**Stored records:**
----------

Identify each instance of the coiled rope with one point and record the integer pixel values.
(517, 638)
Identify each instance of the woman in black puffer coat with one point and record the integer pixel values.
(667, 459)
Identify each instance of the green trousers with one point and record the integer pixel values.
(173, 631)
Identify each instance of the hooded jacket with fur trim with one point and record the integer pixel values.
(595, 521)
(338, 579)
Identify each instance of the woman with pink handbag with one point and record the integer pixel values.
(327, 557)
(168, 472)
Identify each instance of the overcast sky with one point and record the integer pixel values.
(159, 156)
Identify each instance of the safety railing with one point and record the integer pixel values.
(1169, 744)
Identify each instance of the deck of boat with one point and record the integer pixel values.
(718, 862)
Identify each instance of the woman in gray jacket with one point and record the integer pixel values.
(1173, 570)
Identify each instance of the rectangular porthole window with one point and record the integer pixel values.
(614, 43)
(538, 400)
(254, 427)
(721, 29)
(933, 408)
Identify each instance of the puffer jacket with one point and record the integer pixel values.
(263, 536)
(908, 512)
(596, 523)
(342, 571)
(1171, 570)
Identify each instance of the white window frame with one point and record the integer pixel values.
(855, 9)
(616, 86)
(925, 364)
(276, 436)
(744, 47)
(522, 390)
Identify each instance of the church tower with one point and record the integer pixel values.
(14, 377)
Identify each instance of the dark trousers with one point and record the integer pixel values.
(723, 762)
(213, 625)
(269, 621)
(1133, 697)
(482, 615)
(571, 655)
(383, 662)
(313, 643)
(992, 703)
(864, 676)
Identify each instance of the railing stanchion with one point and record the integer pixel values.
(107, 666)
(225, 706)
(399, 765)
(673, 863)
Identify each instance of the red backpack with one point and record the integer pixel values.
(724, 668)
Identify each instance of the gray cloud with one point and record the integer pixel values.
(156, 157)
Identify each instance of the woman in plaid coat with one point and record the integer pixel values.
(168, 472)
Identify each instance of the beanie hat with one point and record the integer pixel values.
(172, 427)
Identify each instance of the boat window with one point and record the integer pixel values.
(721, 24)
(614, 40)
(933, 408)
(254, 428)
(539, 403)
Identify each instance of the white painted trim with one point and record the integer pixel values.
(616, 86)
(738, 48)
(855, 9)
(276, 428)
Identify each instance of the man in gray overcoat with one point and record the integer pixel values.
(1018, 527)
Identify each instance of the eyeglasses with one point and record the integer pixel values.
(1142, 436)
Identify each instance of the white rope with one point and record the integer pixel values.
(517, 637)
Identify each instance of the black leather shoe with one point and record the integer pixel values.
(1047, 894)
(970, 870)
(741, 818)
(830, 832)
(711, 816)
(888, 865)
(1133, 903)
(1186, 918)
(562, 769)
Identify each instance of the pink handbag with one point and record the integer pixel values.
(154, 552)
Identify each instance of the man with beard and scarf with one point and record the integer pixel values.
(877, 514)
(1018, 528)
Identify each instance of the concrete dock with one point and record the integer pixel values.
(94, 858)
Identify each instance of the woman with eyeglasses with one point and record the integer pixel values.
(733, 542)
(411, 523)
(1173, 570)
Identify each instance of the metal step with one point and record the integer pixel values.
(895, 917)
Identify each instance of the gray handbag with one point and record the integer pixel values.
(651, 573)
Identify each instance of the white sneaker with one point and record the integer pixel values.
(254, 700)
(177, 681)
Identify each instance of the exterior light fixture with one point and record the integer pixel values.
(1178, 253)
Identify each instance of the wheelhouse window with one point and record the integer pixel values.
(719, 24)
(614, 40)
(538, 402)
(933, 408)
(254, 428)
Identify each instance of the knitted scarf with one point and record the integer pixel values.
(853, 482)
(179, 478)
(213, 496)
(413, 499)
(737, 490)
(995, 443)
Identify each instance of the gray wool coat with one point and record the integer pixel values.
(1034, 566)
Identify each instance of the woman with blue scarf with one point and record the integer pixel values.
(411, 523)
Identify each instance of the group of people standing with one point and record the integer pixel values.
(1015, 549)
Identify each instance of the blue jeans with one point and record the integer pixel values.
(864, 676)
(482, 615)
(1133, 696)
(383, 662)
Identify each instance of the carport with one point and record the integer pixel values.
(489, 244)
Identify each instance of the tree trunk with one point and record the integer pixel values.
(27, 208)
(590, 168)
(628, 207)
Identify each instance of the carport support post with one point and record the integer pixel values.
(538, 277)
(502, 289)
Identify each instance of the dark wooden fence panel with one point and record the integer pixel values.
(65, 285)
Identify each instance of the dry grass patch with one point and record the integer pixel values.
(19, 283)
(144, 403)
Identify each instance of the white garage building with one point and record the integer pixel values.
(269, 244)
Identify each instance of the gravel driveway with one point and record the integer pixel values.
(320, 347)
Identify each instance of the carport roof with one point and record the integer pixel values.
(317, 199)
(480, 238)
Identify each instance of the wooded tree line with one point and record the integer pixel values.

----------

**Work required:** Copy all of the items above word for word.

**Solution to this problem:**
Identify each instance of the coiled rope with one point and record the integer pixel values.
(517, 638)
Identify each instance of the woman in black puffer coat with one point and record the integer pixel values.
(667, 459)
Identify each instance of the green trousers with one point and record the integer pixel values.
(173, 631)
Identify each instance of the hooded jacket with fur trim with one point and record the integer pixel values.
(595, 521)
(338, 579)
Identify each instance of the woman with pink handbag with one point and record the integer pixel values.
(327, 557)
(168, 472)
Identify each instance of the overcast sky with one point and record the integer pixel values.
(159, 156)
Identify each instance of the safety railing with one point and record the integer pixel values.
(1169, 744)
Identify each instance of the deck of boat with one point and record the integer pixel values.
(718, 862)
Identify each instance of the woman in gray jacket with one point and record the integer pixel values.
(1173, 570)
Identify each instance of the rectangular porthole window with one point and record the integer pixel values.
(614, 43)
(538, 400)
(254, 427)
(721, 29)
(933, 408)
Identify each instance of the puffer jacket with one point and record the integer pixel values.
(263, 536)
(908, 512)
(596, 523)
(342, 571)
(1171, 570)
Identify each instance of the white window frame with one point and record the integer pixel values.
(855, 9)
(616, 86)
(925, 364)
(276, 436)
(744, 47)
(522, 390)
Identify each instance of the church tower with one point and record the integer pixel values.
(14, 377)
Identify each instance of the dark trousers with one point and record the integer pixel values.
(723, 762)
(213, 625)
(269, 621)
(1133, 697)
(482, 615)
(571, 655)
(383, 662)
(313, 643)
(992, 703)
(864, 676)
Identify each instance of the railing stanchion with one point and record the integer pixel values.
(107, 666)
(225, 706)
(399, 765)
(673, 863)
Identify each instance of the red backpack with one point and record the integer pixel values.
(724, 668)
Identify each instance of the gray cloud with one point and record the integer pixel values.
(156, 157)
Identify each instance of the woman in plaid coat with one point and record the integer pixel values.
(168, 472)
Identify each instance of the beanie hat with one point and record the integer pixel values.
(172, 427)
Identify each instance of the boat window with one point and record the integer pixel values.
(721, 24)
(614, 40)
(933, 408)
(254, 428)
(539, 403)
Identify each instance of the white painted trim with one point and record the integer pixel values.
(616, 86)
(738, 48)
(855, 9)
(276, 428)
Identify each instance of the man in gray overcoat with one point and record the integer pixel values.
(1018, 527)
Identify each instance of the eyeglasses with one point and record the integer pixel values.
(1142, 436)
Identify each instance of the white rope with one point and record the integer pixel values.
(517, 637)
Identify each instance of the black leather shoe with one point and record the integer pixel values.
(1047, 894)
(970, 870)
(741, 818)
(830, 832)
(711, 816)
(888, 865)
(1133, 903)
(1186, 918)
(562, 769)
Identify each instance of the pink handbag with one point and record the integer pixel values.
(154, 552)
Identify each instance of the man with beard and scarf with one point and record the integer pixel values.
(877, 514)
(1018, 528)
Identify each instance of the concrete dock with one point and record the integer pixel values.
(94, 858)
Identify each instance of the woman with eyeglasses with one point and record the integer pixel values.
(733, 542)
(411, 523)
(1173, 570)
Identify each instance of the metal step with one point and record the integer pixel values.
(895, 917)
Identify each instance of the gray handbag with one point and record the integer pixel values.
(651, 573)
Identify each instance of the white sneaker with one point and record the integer pixel values.
(254, 700)
(177, 681)
Identify each instance of the exterior light fixture with one point and record the integer pixel values.
(1178, 253)
Identify each instance of the wheelhouse window with one point and record the integer pixel values.
(719, 24)
(614, 40)
(538, 402)
(933, 408)
(254, 428)
Identify each instance of the knitted scarf with one point and record the integer pixel values.
(853, 482)
(179, 478)
(213, 496)
(413, 499)
(737, 490)
(995, 443)
Identify each instance of the gray wool coat with one point and record the integer pixel values.
(1034, 566)
Identify each instance of the woman with blue scarf with one point and record the integer pixel values.
(411, 523)
Identify each instance of the group of people standing with one point and record the integer pixel values.
(1015, 549)
Identify each instance of the blue jeans with one point and record the integer pixel values.
(864, 676)
(482, 615)
(1133, 696)
(383, 662)
Identify each instance of the carport with one point and record the integer pixel values.
(489, 244)
Identify each instance of the tree trunk with one point and record the integer pixel values.
(27, 208)
(590, 168)
(628, 207)
Identify each instance of the carport support post with one point and record the integer pixel values.
(538, 277)
(502, 289)
Identify each instance of the dark wooden fence panel with one point and record the integer pixel values.
(65, 285)
Identify each instance of the dry grass patch with one point and record the integer pixel values.
(19, 283)
(144, 403)
Identify each instance of the white garage building with one point and record the integer pixel values.
(269, 244)
Identify each instance of the gravel driveway with one point and record the integer pixel values.
(320, 347)
Identify each instance of the carport roof with one point and record the integer pixel values.
(317, 199)
(480, 238)
Identify each instance of the wooded tree line with one point and record the integer pixel values.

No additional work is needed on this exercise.